Provided material Start Marker

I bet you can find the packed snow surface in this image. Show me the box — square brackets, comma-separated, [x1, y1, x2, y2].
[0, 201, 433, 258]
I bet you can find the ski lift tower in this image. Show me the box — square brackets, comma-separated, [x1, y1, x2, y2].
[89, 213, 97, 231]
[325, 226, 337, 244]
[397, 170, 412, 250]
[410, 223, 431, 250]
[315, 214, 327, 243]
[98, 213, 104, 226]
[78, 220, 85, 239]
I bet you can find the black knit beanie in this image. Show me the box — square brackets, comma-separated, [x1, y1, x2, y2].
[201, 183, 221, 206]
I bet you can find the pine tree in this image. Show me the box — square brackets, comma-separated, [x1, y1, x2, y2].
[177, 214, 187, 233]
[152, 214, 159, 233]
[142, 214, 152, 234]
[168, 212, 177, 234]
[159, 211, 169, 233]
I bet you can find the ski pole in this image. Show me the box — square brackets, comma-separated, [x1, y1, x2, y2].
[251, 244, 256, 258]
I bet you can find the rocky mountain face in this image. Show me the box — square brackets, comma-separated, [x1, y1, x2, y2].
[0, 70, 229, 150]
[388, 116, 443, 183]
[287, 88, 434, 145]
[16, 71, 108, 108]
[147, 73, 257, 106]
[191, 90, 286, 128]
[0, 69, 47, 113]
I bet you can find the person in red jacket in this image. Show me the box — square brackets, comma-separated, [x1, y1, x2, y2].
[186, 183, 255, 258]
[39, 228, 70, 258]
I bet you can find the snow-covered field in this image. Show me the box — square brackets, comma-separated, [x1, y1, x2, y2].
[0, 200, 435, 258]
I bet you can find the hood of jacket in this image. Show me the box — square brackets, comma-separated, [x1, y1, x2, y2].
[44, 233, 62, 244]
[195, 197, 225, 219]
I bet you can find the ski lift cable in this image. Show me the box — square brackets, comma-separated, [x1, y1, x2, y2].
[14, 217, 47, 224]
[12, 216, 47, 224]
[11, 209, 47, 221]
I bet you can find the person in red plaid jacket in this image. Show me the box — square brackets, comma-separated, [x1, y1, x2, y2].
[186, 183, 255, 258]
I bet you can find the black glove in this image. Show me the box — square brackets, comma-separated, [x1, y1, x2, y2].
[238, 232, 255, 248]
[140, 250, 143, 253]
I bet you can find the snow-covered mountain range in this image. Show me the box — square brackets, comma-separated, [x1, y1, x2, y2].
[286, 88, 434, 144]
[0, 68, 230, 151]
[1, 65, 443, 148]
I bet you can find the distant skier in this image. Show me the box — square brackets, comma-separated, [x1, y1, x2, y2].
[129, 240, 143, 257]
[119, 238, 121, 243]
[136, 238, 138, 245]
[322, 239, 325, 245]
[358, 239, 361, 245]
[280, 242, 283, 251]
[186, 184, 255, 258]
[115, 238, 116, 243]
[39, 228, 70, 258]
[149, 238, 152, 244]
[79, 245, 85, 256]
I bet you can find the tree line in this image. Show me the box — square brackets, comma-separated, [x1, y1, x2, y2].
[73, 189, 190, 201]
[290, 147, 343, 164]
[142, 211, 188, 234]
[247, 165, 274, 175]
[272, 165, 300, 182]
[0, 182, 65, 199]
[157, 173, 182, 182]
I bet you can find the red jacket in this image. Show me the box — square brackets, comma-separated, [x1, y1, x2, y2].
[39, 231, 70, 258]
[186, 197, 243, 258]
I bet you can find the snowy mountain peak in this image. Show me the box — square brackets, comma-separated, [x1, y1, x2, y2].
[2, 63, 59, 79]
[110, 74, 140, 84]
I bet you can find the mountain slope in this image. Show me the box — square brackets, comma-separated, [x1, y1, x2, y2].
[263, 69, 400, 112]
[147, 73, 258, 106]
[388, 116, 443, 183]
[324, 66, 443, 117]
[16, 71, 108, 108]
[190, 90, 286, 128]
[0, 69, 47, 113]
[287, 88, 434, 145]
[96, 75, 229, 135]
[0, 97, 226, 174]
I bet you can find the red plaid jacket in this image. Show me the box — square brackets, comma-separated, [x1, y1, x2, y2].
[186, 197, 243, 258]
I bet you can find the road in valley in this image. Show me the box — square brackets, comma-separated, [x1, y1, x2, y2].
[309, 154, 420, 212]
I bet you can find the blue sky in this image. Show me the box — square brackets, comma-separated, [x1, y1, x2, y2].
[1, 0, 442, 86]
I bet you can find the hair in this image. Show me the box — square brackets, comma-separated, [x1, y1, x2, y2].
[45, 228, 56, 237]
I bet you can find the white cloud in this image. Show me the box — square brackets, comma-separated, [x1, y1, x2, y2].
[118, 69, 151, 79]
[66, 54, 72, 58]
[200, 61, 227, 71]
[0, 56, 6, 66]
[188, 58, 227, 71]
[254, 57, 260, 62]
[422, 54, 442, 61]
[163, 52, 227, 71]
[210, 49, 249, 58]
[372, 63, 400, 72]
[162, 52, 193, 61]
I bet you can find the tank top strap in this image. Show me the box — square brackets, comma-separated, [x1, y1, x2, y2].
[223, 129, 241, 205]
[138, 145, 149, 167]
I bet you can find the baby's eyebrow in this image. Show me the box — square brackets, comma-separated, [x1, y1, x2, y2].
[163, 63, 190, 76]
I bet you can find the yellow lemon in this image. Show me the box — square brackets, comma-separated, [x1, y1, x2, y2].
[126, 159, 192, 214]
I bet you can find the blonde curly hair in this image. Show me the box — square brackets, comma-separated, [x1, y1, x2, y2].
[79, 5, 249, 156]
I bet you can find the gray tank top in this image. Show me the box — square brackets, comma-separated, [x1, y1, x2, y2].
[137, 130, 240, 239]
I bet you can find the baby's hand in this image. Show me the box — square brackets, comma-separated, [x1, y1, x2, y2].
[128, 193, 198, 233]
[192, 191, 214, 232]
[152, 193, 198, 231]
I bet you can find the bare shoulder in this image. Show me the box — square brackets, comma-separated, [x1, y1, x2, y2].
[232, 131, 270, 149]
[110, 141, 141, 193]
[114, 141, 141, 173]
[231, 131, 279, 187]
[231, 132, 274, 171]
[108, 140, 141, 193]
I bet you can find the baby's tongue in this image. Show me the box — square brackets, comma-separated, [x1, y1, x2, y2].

Provided material End Marker

Could you return every record above exactly as written?

I bet you can find the packed snow surface in this image. Show me the box — square brackets, comma-separated, [x1, y1, x2, y2].
[0, 201, 433, 258]
I bet you can find the ski lift tower in this image. Show me the box — square brackets, comma-separated, [x1, y1, x2, y2].
[89, 213, 97, 231]
[325, 226, 337, 244]
[397, 170, 412, 250]
[410, 223, 431, 250]
[315, 214, 327, 243]
[98, 213, 104, 226]
[78, 220, 85, 239]
I bet you can find the black knit beanie in this image. Show me the box — square brackets, comma-separated, [x1, y1, x2, y2].
[201, 183, 221, 206]
I bet you can find the pine tree in this image. Show me the box — square brackets, comma-separated, [x1, y1, x2, y2].
[177, 214, 187, 233]
[152, 214, 159, 233]
[142, 214, 152, 234]
[168, 212, 177, 234]
[159, 211, 169, 233]
I bet you can find the ski pole in this image. Show me the box — square brackets, comma-separated, [x1, y1, x2, y2].
[251, 244, 256, 258]
I bet you can find the rocky mountain face in this image. Show me the box — square brackets, comma-separated, [x1, y1, x2, y2].
[0, 70, 229, 150]
[388, 116, 443, 183]
[287, 88, 434, 145]
[16, 71, 108, 108]
[147, 73, 257, 106]
[191, 90, 286, 128]
[0, 69, 47, 113]
I bet you can find the person in red jacket in this image. Show me the box — square brackets, comma-separated, [x1, y1, x2, y2].
[186, 183, 255, 258]
[39, 228, 70, 258]
I bet you can find the snow-covered field in this image. Show me the box — square brackets, comma-separated, [x1, y1, x2, y2].
[0, 200, 435, 258]
I bet you can find the hood of jacket in this image. Show me the box — square brackets, comma-separated, [x1, y1, x2, y2].
[44, 233, 62, 244]
[195, 197, 225, 219]
I bet you can find the ski lift cable in this image. Show me the box — square brackets, comma-separated, [x1, y1, x2, y2].
[14, 217, 47, 224]
[12, 216, 47, 224]
[11, 209, 47, 221]
I bet you can find the person in red plaid jacket in this image. Show me the box — square brackets, comma-separated, [x1, y1, x2, y2].
[186, 183, 255, 258]
I bet you can find the black glove in this image. Show me the box — square brackets, comma-separated, [x1, y1, x2, y2].
[238, 232, 255, 248]
[140, 250, 143, 253]
I bet you can find the snow-covered mountain range in this image. Show me the box — square brackets, comma-separated, [x1, y1, x2, y2].
[286, 88, 434, 144]
[0, 68, 230, 151]
[1, 65, 443, 148]
I bet you can find the distant skier in this image. Show me the box — square brackets, comma-separated, [x1, y1, x2, y2].
[129, 240, 143, 257]
[119, 238, 121, 243]
[136, 238, 138, 245]
[322, 239, 325, 245]
[358, 239, 361, 245]
[280, 242, 283, 251]
[186, 184, 255, 258]
[115, 238, 116, 243]
[39, 228, 70, 258]
[149, 238, 152, 244]
[79, 245, 85, 256]
I bet you can find the tree line in this image. Show me the box — square brackets, comma-separated, [x1, y1, x2, y2].
[73, 189, 190, 201]
[290, 147, 343, 164]
[142, 211, 188, 234]
[247, 165, 274, 175]
[272, 165, 300, 182]
[0, 182, 65, 199]
[157, 173, 182, 182]
I bet you can find the red jacket in this image. Show me the box — square brackets, comma-separated, [x1, y1, x2, y2].
[39, 231, 70, 258]
[186, 197, 243, 258]
I bet you can find the snowy mountain peak in this image. Show me the box — square brackets, comma-separated, [x1, y1, x2, y2].
[2, 63, 59, 79]
[110, 74, 140, 84]
I bet you can find the mountain slope in this image. Show me the box — square brackets, comma-separated, [x1, y1, x2, y2].
[263, 69, 400, 112]
[147, 73, 258, 106]
[388, 116, 443, 183]
[324, 66, 443, 117]
[16, 71, 108, 108]
[190, 90, 286, 128]
[0, 69, 47, 113]
[287, 88, 434, 145]
[96, 75, 229, 135]
[0, 97, 226, 174]
I bet you can find the red plaid jacket in this image. Show me the box — square brackets, comma-separated, [x1, y1, x2, y2].
[186, 197, 243, 258]
I bet you can find the road in valley in this image. Show me the box — square brackets, comma-separated, [x1, y1, x2, y2].
[309, 154, 420, 212]
I bet you can find the blue sky in this image. Show me the box — square brackets, comma-separated, [x1, y1, x2, y2].
[1, 0, 442, 86]
I bet you can find the hair in this image. Show me the box — square brackets, comma-separated, [x1, y1, x2, y2].
[45, 228, 56, 237]
I bet you can find the white cloud in this image. Show me the box — square brackets, comma-separated, [x1, y1, x2, y2].
[118, 69, 151, 79]
[66, 54, 72, 58]
[200, 61, 227, 71]
[0, 56, 6, 66]
[188, 58, 227, 71]
[254, 57, 260, 62]
[422, 54, 442, 61]
[163, 52, 227, 71]
[210, 49, 249, 58]
[372, 63, 400, 72]
[162, 52, 193, 61]
I bet you can find the tank top strap in this image. Show me the box — square brackets, comma-separated, [x1, y1, x2, y2].
[223, 129, 241, 205]
[138, 145, 149, 167]
I bet you can find the baby's eyebrow in this image. Show me the box — square brackets, comma-separated, [x1, y1, x2, y2].
[163, 63, 190, 76]
I bet you can find the yellow lemon in this image. Show me the box — square brackets, comma-separated, [x1, y1, x2, y2].
[126, 159, 192, 214]
I bet you can find the blonde curly hair in this image. Show me the box — square brackets, comma-separated, [x1, y1, x2, y2].
[79, 5, 249, 156]
I bet you can find the gray tank top in this image. Show me the box — square brackets, comma-separated, [x1, y1, x2, y2].
[137, 130, 240, 239]
I bet you can find the baby's hand in this image. Show me the box — square brackets, comma-separated, [x1, y1, x2, y2].
[128, 193, 198, 233]
[192, 191, 214, 232]
[152, 193, 198, 231]
I bet you can find the bare shoulder in this image. Show me the box — square brackets, comma-separated, [x1, y1, x2, y2].
[232, 131, 270, 149]
[110, 141, 141, 193]
[114, 141, 141, 173]
[231, 131, 279, 187]
[231, 132, 274, 171]
[108, 140, 141, 193]
I bet you can find the baby's tongue in this image. Show me the box — square brackets, comma-separated, [x1, y1, x2, y2].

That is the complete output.